*What you should do*
Please tally the lines in the items below that contain the string "integer" with matching case, and reply with the number alone.

*Source material*
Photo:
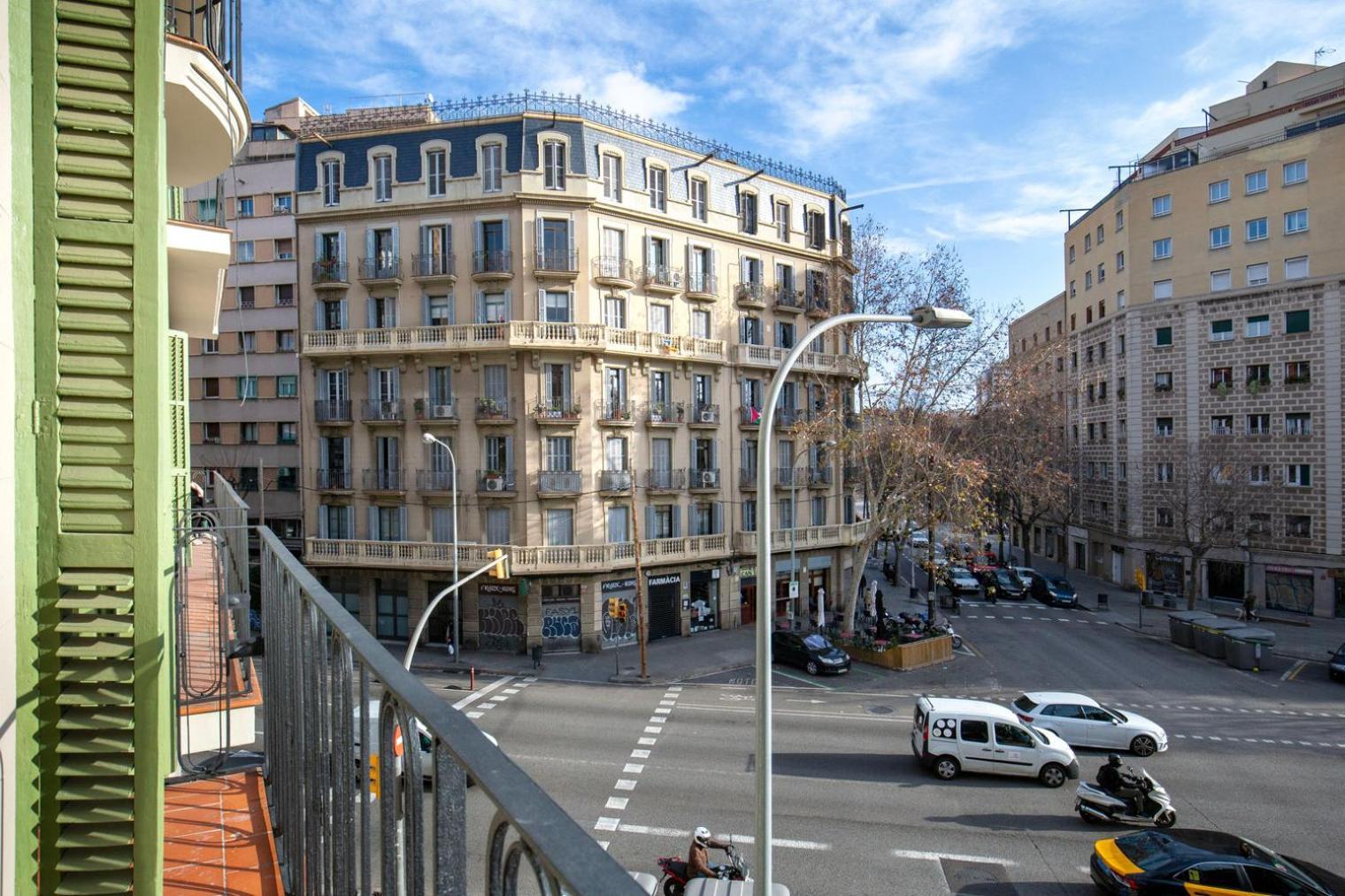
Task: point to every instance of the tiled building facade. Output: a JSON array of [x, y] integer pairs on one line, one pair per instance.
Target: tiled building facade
* * *
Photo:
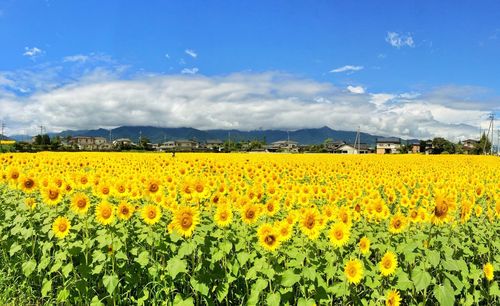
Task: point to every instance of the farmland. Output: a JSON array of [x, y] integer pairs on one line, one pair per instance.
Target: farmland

*Exercise response*
2